**SET TASK**
Locate every line in the records below that contains the string "find" and copy each such line. Uppercase and lowercase letters must match.

**GIVEN DATA**
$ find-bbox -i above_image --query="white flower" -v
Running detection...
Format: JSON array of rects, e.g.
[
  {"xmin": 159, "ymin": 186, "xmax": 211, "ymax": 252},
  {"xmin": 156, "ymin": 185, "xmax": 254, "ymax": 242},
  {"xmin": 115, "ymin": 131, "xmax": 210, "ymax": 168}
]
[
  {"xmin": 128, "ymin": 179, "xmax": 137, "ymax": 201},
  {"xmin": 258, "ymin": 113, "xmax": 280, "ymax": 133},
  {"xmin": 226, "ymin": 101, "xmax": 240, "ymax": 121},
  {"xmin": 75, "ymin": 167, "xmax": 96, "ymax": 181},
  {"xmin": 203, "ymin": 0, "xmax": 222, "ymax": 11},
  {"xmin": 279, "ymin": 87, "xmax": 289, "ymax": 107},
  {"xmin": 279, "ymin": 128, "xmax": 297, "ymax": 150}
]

* * *

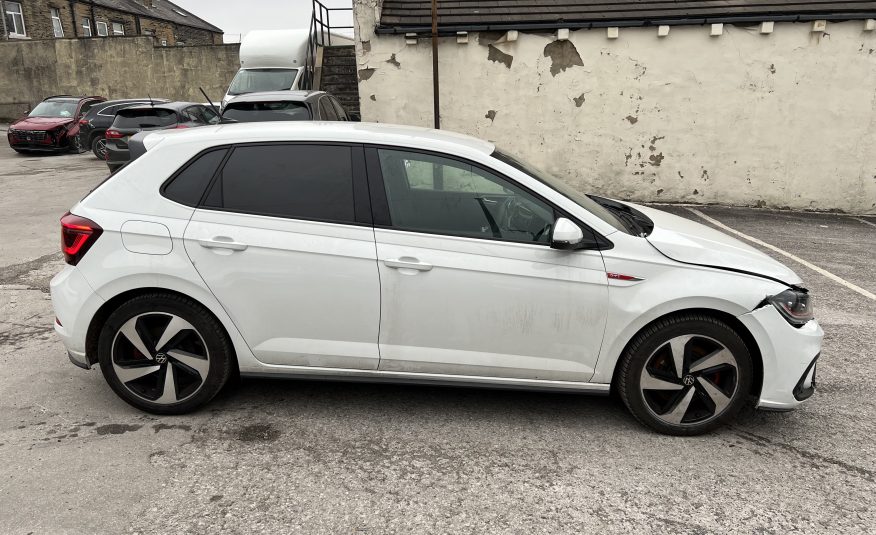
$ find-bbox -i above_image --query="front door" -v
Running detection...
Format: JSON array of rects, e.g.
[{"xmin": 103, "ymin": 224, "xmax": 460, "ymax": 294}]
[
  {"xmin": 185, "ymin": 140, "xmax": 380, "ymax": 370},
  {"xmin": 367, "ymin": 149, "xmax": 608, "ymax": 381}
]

**CORRECT ANSWER**
$ find-bbox -i above_image --query="white flower" -v
$ find-bbox -i above_image --query="front door" -v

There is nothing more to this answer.